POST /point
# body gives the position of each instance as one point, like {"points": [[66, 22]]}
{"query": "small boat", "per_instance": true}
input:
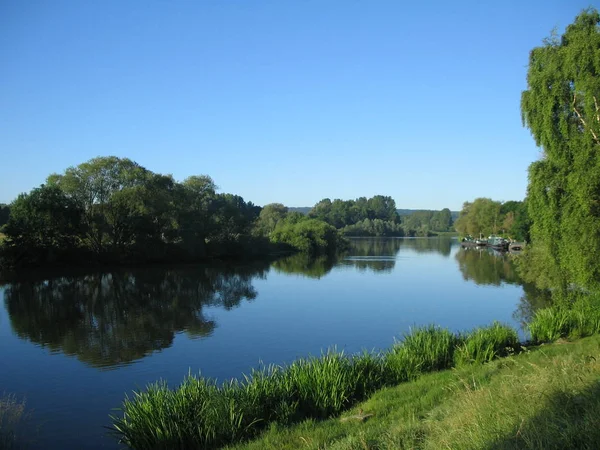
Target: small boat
{"points": [[516, 246], [497, 242]]}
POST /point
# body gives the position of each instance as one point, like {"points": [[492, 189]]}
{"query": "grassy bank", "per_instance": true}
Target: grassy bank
{"points": [[200, 413], [203, 414], [547, 398]]}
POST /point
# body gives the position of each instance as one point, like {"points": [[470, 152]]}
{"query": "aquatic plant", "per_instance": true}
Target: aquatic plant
{"points": [[484, 344], [12, 414], [580, 319]]}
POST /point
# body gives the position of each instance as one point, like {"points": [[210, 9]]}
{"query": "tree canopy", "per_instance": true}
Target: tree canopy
{"points": [[561, 107]]}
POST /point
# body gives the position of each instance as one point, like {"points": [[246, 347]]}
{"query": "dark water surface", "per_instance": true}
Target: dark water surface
{"points": [[72, 346]]}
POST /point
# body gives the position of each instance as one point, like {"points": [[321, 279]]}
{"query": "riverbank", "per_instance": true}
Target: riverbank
{"points": [[201, 413], [547, 397]]}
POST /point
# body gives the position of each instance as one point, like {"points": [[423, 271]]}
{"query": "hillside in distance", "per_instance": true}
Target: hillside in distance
{"points": [[401, 212]]}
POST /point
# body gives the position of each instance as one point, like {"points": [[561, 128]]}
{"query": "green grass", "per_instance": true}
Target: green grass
{"points": [[547, 398], [582, 318], [12, 416], [485, 344], [200, 413]]}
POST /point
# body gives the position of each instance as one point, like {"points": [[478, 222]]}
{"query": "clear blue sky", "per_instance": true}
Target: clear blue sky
{"points": [[278, 101]]}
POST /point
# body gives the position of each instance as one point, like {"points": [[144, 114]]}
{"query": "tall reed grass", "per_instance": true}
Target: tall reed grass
{"points": [[203, 414], [485, 344], [12, 414], [580, 319]]}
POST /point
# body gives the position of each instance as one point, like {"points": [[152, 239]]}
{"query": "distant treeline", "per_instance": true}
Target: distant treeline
{"points": [[377, 216], [112, 210], [485, 216]]}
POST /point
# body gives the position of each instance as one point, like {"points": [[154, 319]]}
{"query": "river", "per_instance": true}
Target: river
{"points": [[73, 346]]}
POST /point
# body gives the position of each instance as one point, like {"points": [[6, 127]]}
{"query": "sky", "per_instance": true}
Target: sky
{"points": [[278, 101]]}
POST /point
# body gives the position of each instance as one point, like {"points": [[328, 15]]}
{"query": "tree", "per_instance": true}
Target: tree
{"points": [[561, 107], [92, 185], [42, 224], [4, 213], [480, 217], [269, 216]]}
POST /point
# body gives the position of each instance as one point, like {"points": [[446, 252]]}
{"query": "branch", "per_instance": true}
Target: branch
{"points": [[582, 120]]}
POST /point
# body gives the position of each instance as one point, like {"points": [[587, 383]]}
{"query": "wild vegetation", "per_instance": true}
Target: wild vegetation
{"points": [[561, 217], [485, 216], [561, 108], [200, 413], [544, 398], [112, 210], [12, 418], [378, 216]]}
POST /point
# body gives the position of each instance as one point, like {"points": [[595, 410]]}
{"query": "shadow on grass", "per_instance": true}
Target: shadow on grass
{"points": [[567, 421]]}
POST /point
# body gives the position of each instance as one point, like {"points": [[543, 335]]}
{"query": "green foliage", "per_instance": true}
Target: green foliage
{"points": [[421, 223], [201, 414], [113, 210], [485, 216], [482, 216], [485, 344], [546, 399], [43, 225], [12, 419], [373, 228], [309, 235], [422, 350], [573, 318], [4, 213], [269, 216], [341, 213], [561, 107]]}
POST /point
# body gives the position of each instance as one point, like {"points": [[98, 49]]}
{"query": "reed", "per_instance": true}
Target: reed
{"points": [[12, 415], [580, 319], [203, 414], [422, 350], [485, 344]]}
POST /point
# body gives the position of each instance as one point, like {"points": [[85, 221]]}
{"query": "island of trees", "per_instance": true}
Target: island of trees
{"points": [[112, 210]]}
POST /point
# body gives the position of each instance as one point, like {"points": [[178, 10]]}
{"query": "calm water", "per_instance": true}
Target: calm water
{"points": [[73, 346]]}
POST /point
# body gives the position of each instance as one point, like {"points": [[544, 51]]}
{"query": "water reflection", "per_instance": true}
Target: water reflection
{"points": [[111, 319], [304, 264], [486, 266], [373, 254]]}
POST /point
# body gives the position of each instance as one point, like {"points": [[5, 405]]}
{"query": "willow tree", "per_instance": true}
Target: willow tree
{"points": [[561, 107]]}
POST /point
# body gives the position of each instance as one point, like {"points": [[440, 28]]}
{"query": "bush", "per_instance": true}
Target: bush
{"points": [[311, 236]]}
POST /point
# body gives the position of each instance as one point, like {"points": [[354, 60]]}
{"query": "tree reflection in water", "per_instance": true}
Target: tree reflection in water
{"points": [[113, 318]]}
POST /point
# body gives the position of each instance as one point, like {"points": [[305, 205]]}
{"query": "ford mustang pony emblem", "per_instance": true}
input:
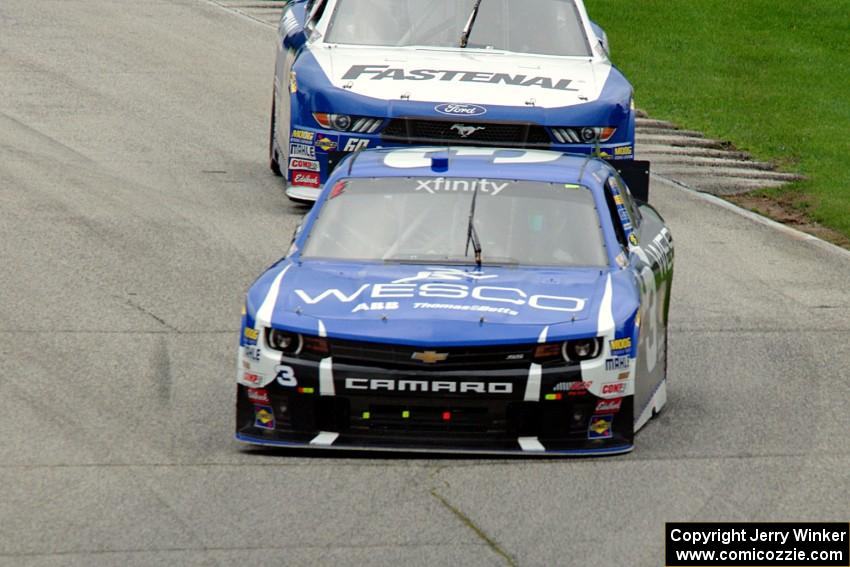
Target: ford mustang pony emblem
{"points": [[466, 131]]}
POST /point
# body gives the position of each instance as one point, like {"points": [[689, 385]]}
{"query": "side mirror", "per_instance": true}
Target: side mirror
{"points": [[636, 175], [602, 38], [292, 26]]}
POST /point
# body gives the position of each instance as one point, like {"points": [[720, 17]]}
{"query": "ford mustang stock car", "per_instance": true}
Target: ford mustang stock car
{"points": [[462, 299], [355, 74]]}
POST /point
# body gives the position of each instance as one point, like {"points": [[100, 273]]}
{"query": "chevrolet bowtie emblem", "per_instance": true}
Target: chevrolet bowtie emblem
{"points": [[429, 356]]}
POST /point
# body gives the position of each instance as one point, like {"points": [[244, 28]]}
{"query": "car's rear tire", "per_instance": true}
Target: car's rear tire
{"points": [[274, 155]]}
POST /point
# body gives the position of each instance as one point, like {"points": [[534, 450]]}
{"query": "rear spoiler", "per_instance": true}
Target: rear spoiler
{"points": [[636, 175]]}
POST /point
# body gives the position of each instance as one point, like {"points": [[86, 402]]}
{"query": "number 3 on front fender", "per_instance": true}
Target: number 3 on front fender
{"points": [[286, 376]]}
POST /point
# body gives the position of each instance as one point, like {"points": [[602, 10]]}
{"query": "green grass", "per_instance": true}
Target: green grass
{"points": [[773, 77]]}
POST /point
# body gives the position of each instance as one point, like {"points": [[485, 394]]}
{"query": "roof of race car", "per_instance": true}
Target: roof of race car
{"points": [[530, 165]]}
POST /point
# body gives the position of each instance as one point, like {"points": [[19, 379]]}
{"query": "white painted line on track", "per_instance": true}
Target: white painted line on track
{"points": [[244, 15]]}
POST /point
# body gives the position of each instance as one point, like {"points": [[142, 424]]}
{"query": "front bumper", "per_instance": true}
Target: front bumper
{"points": [[322, 411]]}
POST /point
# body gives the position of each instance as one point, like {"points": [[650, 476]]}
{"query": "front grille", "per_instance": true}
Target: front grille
{"points": [[454, 358], [413, 131]]}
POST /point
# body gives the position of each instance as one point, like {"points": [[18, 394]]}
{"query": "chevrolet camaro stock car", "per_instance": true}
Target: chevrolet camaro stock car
{"points": [[355, 74], [462, 299]]}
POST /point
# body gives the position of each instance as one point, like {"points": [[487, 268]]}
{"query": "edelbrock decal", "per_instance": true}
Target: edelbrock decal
{"points": [[382, 72]]}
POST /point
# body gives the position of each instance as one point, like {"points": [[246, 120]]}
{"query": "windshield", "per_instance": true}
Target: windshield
{"points": [[546, 27], [427, 220]]}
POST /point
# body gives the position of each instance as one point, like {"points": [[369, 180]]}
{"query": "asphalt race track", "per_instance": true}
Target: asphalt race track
{"points": [[135, 209]]}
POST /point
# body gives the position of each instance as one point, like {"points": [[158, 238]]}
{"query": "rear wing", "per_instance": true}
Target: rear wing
{"points": [[636, 176]]}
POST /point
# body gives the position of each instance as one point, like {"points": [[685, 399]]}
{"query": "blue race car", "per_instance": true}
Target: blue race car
{"points": [[355, 74], [462, 299]]}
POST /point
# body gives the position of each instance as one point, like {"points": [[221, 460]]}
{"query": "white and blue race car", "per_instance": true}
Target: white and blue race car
{"points": [[462, 299], [356, 74]]}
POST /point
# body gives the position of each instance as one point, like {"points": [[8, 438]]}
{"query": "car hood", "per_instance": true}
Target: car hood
{"points": [[463, 76], [422, 304]]}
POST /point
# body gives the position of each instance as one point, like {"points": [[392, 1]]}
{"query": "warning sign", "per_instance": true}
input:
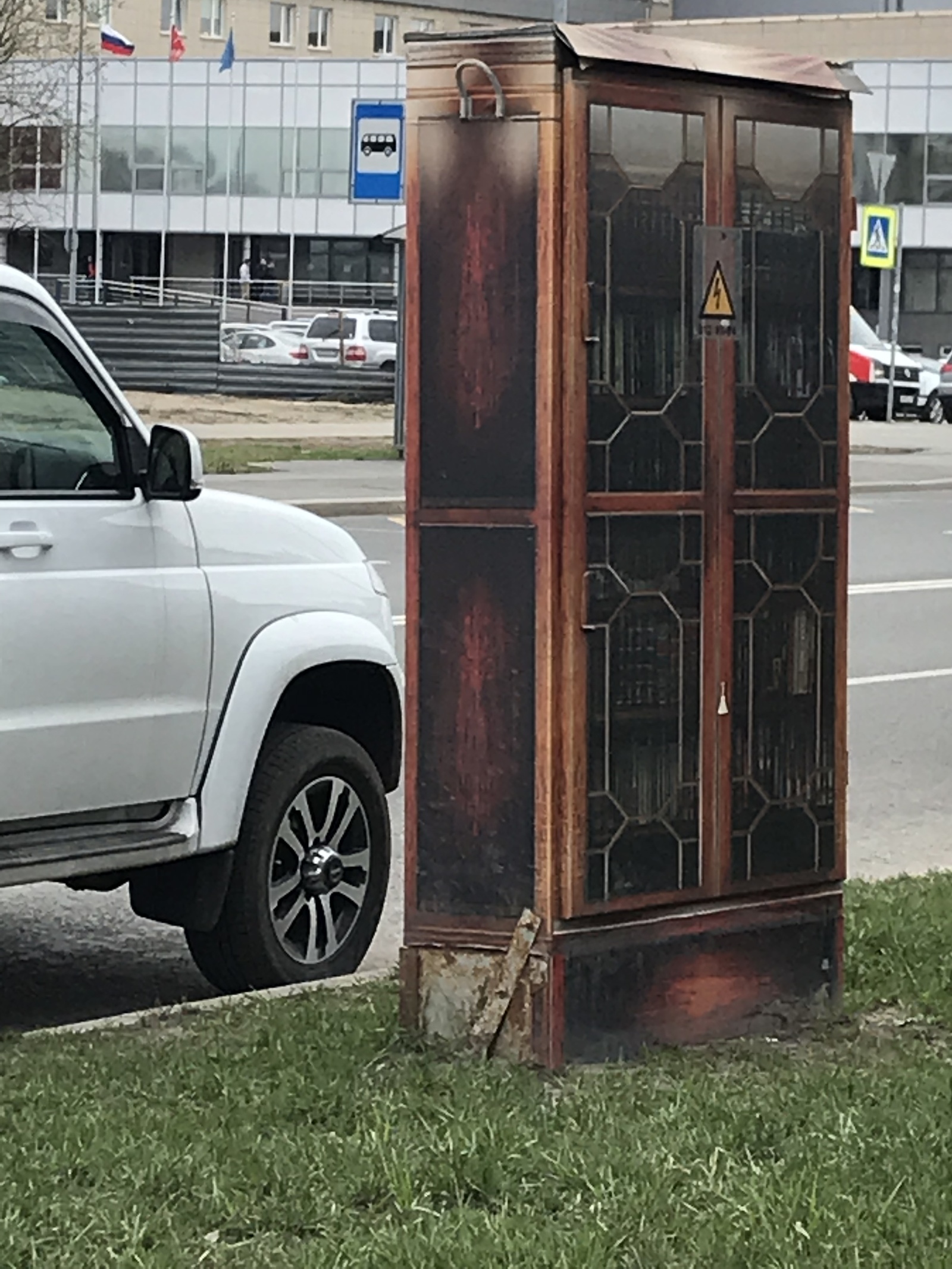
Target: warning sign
{"points": [[716, 296], [718, 303], [879, 237]]}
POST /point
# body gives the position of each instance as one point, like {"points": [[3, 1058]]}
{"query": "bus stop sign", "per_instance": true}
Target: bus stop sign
{"points": [[377, 153]]}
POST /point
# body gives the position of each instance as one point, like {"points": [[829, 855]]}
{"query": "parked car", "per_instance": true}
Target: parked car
{"points": [[267, 348], [201, 695], [353, 338], [929, 403], [870, 369]]}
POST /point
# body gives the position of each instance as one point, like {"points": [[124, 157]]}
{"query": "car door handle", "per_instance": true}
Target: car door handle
{"points": [[26, 536]]}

+-------+

- [Aim] How many lines in the rows above contain the string "reflection", counting case? Give only the number.

- [Full output] 4